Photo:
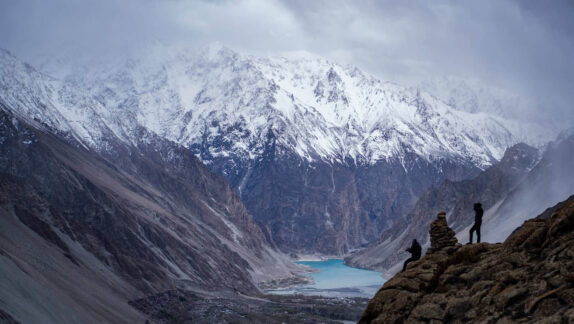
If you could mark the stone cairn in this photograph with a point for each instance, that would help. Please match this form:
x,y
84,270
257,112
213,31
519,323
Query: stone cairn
x,y
440,234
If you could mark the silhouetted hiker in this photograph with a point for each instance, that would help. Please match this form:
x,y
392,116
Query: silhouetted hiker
x,y
477,222
415,251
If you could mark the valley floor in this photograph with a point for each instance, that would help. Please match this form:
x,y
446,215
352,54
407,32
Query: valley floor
x,y
178,306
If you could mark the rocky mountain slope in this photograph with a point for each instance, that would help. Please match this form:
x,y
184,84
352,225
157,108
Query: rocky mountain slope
x,y
511,191
527,279
325,156
82,232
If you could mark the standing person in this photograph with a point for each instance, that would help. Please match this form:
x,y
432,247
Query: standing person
x,y
415,251
477,222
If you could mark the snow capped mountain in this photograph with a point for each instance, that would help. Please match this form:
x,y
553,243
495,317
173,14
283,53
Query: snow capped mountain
x,y
473,95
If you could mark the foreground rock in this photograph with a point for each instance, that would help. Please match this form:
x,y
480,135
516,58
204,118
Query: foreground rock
x,y
529,278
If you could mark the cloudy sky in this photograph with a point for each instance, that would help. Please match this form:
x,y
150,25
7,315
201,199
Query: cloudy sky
x,y
526,46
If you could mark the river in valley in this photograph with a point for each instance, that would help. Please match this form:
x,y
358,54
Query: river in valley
x,y
335,279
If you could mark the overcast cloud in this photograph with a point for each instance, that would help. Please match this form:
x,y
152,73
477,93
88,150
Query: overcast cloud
x,y
526,46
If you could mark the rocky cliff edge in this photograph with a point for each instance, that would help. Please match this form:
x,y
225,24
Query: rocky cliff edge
x,y
527,279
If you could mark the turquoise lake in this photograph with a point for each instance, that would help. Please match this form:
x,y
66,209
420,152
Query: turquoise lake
x,y
335,279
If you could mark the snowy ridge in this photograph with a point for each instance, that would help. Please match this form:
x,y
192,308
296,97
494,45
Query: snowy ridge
x,y
232,105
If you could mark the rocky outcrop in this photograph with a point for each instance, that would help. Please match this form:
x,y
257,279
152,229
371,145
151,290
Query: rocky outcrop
x,y
441,235
81,233
528,279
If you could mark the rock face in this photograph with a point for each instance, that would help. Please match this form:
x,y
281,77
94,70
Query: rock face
x,y
325,156
441,235
527,279
519,187
81,233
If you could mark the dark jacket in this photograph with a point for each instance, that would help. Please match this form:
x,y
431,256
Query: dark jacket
x,y
415,250
478,213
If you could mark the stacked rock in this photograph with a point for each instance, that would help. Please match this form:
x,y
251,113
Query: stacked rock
x,y
440,234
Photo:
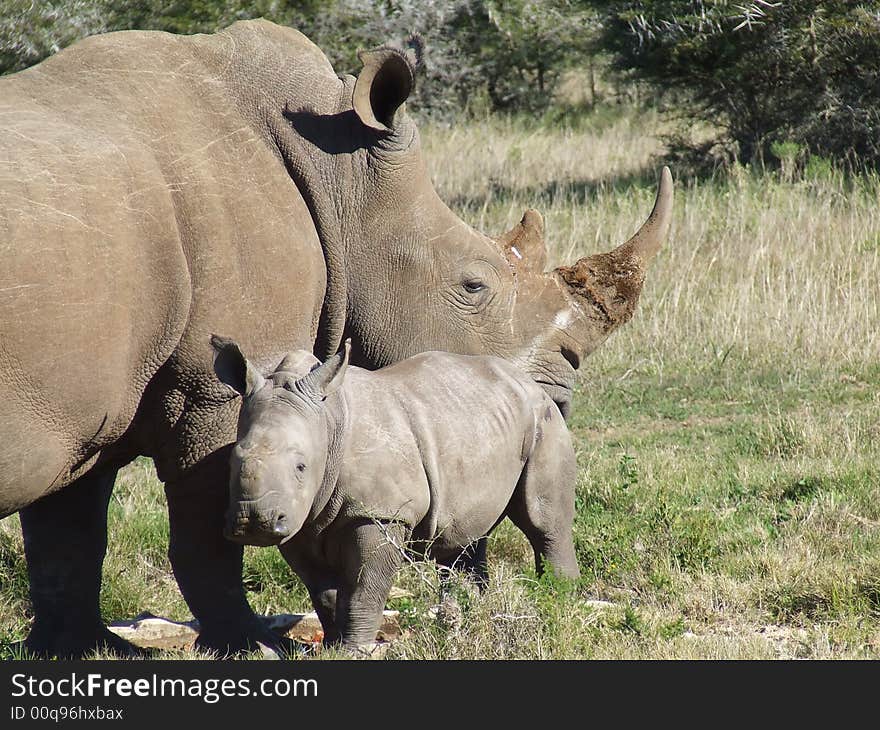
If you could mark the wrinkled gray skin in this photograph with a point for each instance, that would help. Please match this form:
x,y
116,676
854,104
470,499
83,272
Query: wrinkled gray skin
x,y
342,467
157,188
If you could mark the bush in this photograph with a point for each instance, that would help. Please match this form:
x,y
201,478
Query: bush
x,y
500,54
802,72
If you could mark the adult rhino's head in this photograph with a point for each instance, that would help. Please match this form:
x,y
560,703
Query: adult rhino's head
x,y
285,436
407,275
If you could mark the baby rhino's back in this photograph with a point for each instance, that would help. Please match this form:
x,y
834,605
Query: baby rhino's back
x,y
441,439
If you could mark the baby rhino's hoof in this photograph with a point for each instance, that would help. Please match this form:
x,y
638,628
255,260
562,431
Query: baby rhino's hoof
x,y
369,650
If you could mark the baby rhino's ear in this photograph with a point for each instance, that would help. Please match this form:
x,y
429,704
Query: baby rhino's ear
x,y
233,369
325,379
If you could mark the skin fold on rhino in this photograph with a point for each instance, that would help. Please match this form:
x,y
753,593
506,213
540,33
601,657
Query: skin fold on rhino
x,y
346,468
157,188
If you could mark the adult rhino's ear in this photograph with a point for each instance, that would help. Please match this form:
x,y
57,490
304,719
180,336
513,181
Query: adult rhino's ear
x,y
325,379
384,84
233,368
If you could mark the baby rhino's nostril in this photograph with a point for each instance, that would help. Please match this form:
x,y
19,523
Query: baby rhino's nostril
x,y
281,528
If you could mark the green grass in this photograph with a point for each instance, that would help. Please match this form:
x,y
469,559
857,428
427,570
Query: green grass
x,y
728,496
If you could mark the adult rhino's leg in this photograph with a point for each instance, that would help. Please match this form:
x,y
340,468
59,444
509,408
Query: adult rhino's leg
x,y
206,565
65,539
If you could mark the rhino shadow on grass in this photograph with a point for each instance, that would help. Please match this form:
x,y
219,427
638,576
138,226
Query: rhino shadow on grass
x,y
239,186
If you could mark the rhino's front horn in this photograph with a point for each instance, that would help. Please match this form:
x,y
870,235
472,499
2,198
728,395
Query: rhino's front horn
x,y
647,241
611,282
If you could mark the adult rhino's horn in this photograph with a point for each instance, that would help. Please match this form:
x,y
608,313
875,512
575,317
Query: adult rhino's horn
x,y
523,245
611,282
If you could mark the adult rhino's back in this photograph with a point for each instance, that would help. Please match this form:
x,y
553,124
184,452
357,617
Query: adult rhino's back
x,y
130,177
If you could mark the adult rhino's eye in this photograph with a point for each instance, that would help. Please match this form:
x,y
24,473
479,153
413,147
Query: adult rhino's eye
x,y
473,286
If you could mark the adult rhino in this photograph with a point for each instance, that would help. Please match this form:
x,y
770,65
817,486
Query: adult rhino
x,y
157,188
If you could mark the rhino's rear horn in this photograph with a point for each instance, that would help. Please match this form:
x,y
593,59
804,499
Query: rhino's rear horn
x,y
383,85
523,245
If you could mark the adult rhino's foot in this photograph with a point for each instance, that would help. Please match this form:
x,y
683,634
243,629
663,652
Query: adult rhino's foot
x,y
252,635
47,642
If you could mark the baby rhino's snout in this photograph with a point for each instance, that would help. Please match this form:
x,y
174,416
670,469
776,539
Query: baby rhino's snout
x,y
255,515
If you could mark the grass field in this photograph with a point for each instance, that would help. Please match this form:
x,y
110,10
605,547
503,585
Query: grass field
x,y
728,437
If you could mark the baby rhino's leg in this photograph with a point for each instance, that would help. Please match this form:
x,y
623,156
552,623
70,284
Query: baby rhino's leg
x,y
542,505
370,559
322,585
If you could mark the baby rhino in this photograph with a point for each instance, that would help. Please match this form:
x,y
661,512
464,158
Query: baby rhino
x,y
341,467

[Given exercise] All of the lines above should be retyped precisely, apart from the pictures.

[Task output]
Photo:
If you could mark the stone cairn in this photograph with a point for each instance, that would help. Please match this form:
x,y
84,270
257,112
213,31
519,323
Query: stone cairn
x,y
440,234
If you could mark the silhouetted hiker in this photograph with a point for each instance, that would help. Please match this form:
x,y
392,116
Query: silhouetted hiker
x,y
477,222
415,251
If you could mark the valley floor in this photograph with a point for each instance, that would help. Please match this form:
x,y
446,215
352,54
407,32
Query: valley floor
x,y
178,306
If you could mark the rocky mountain slope in this photograph with a point for each instance, that would help. Please match this form:
x,y
184,84
352,225
157,108
Query: rocky mountain slope
x,y
511,191
527,279
325,156
82,232
If you could mark the standing person in this photograph with a point for each instance, that would help. Please match this form:
x,y
432,247
Query: standing person
x,y
415,251
477,222
If you could mark the snow capped mountain in this photograph with a point for each instance, that would help. Please match this form:
x,y
553,243
495,317
173,14
283,53
Query: snow capped mountain
x,y
473,95
If you could mark the foreground rock in this photograph with a point for each instance, that would help. Please match this form:
x,y
480,135
516,58
204,118
Query: foreground rock
x,y
529,278
If you could mark the cloudy sky in this photograph with a point for each instance, that would help. Please match this form:
x,y
150,25
7,315
201,199
Query: cloudy sky
x,y
526,46
If you could mark the river in valley in this photograph with a point for each instance, that would help. Please match this form:
x,y
358,54
Query: river in valley
x,y
335,279
If you could mark the overcast cloud in this photograph with a point for each instance, that would help. Please match this form:
x,y
152,73
477,93
88,150
Query: overcast cloud
x,y
526,46
If you could mark the rocky cliff edge in this photograph with a point for each instance, that would help. Please match this form:
x,y
225,24
Query: rocky cliff edge
x,y
527,279
If you could mark the turquoise lake in this photograph with a point for each instance, that would help. Please match this form:
x,y
66,209
420,152
Query: turquoise lake
x,y
335,279
If you could mark the snowy ridge in this photograph with a point for each instance, that would help. Please match this form:
x,y
192,308
296,97
494,45
Query: snowy ridge
x,y
232,105
If you could mark the rocky outcrop in this photograph with a point for each instance, that would help. Please match this form:
x,y
257,279
152,229
371,145
151,290
Query: rocky outcrop
x,y
441,235
81,233
528,279
If you could mark the rock face in this photograph with a point for each instance, that would help. Please match this form:
x,y
281,77
94,70
Query: rock face
x,y
325,156
441,235
527,279
519,187
81,233
If you could mark the dark jacket in this photograph with a point for each instance, that would help. Please match this form:
x,y
431,256
Query: dark jacket
x,y
415,250
478,213
If you could mark the stacked rock in this photograph with a point for each instance, that would help. Please match this form:
x,y
251,113
Query: stacked rock
x,y
440,234
Photo:
If you could mark the wrinkled gray skin in this photograph with a point for each instance, that would help. Please match this form:
x,y
116,676
854,104
470,499
83,272
Query: wrinkled gray skin
x,y
342,467
157,188
If you could mark the bush in this photograph with a point for each instance, that would help. Please match this form:
x,y
201,478
Query: bush
x,y
500,54
802,72
If you could mark the adult rhino's head in this photograph with a point for each instance, that would help. Please match this form:
x,y
560,703
Query: adult rhino's head
x,y
285,436
407,275
If you could mark the baby rhino's back in this photograph with a point for each instance, that would help. Please match this form:
x,y
834,605
Query: baby rhino's back
x,y
441,439
If you could mark the baby rhino's hoof in this photograph with a point for each instance, that would help. Please match this form:
x,y
638,628
255,260
562,431
Query: baby rhino's hoof
x,y
369,650
If you could mark the baby rhino's ear in this photograph with a point for each instance, that would help. Please match this form:
x,y
429,704
Query: baby rhino's ear
x,y
233,369
325,379
If you could mark the skin fold on rhino in this photograph with a point for each instance, that would help. Please match this form:
x,y
753,593
506,213
540,33
601,657
Query: skin fold on rhino
x,y
346,468
157,188
If you could mark the adult rhino's ear in this photograph with a point for each instance, that would help. Please match this form:
x,y
57,490
304,719
180,336
513,181
Query: adult rhino's ear
x,y
325,379
384,84
233,368
If you could mark the baby rhino's nostril in this photograph with a point for each instance, that would help. Please match this form:
x,y
19,523
Query: baby rhino's nostril
x,y
281,528
If you could mark the green grass in this photograph with a point for each instance, that would help. Please match this form:
x,y
469,559
857,428
427,570
Query: green grass
x,y
728,496
If you could mark the adult rhino's leg in this photograph with a point for each instance, that would help. Please match this form:
x,y
340,468
59,444
509,408
Query: adult rhino's leg
x,y
206,565
65,539
If you could mark the rhino shadow on grass in this photograph with a point for each instance, that would help. Please match this form:
x,y
219,427
638,576
138,226
Query: rhino shadow on grass
x,y
239,186
If you could mark the rhino's front horn in this photograph with a point for each instance, that would help. Please match this form:
x,y
870,235
472,499
2,198
728,395
Query: rhino's front horn
x,y
647,241
611,282
If you could mark the adult rhino's horn in this photograph with a point for each instance, that would help. Please match this form:
x,y
608,313
875,512
575,317
Query: adult rhino's horn
x,y
523,245
611,282
If you could mark the adult rhino's back in this photograph with a point for each instance, that would help. Please match this form:
x,y
553,124
184,452
357,617
Query: adult rhino's back
x,y
130,177
If you could mark the adult rhino's eye in this photograph with a point for each instance, that would help. Please match this form:
x,y
24,473
479,153
413,147
Query: adult rhino's eye
x,y
473,286
If you could mark the adult rhino in this photograph with a point for each instance, that would help. Please match this form:
x,y
770,65
817,486
Query: adult rhino
x,y
157,188
If you could mark the rhino's rear horn in this photograph with a point for each instance, that would help. Please match this form:
x,y
593,59
804,499
Query: rhino's rear horn
x,y
383,85
523,245
If you could mark the adult rhino's foot in this photograph with a point for each instance, that would help. Please match this form:
x,y
683,634
243,629
663,652
Query: adult rhino's foot
x,y
252,635
47,642
If you could mark the baby rhino's snout in this photograph with a point for each instance, that would help. Please match this form:
x,y
174,416
670,469
776,539
Query: baby rhino's snout
x,y
255,515
If you could mark the grass field in this photograph with a point for each instance, that would help. Please match this form:
x,y
110,10
605,547
503,585
Query: grass field
x,y
728,437
If you could mark the baby rhino's leg in this photograph with a point for each instance, that would help. Please match this form:
x,y
623,156
552,623
70,284
Query: baby rhino's leg
x,y
542,505
370,559
322,585
If you could mark the baby rhino in this photograph with a point for each instance, that would help. Please match this form:
x,y
661,512
464,158
Query: baby rhino
x,y
341,467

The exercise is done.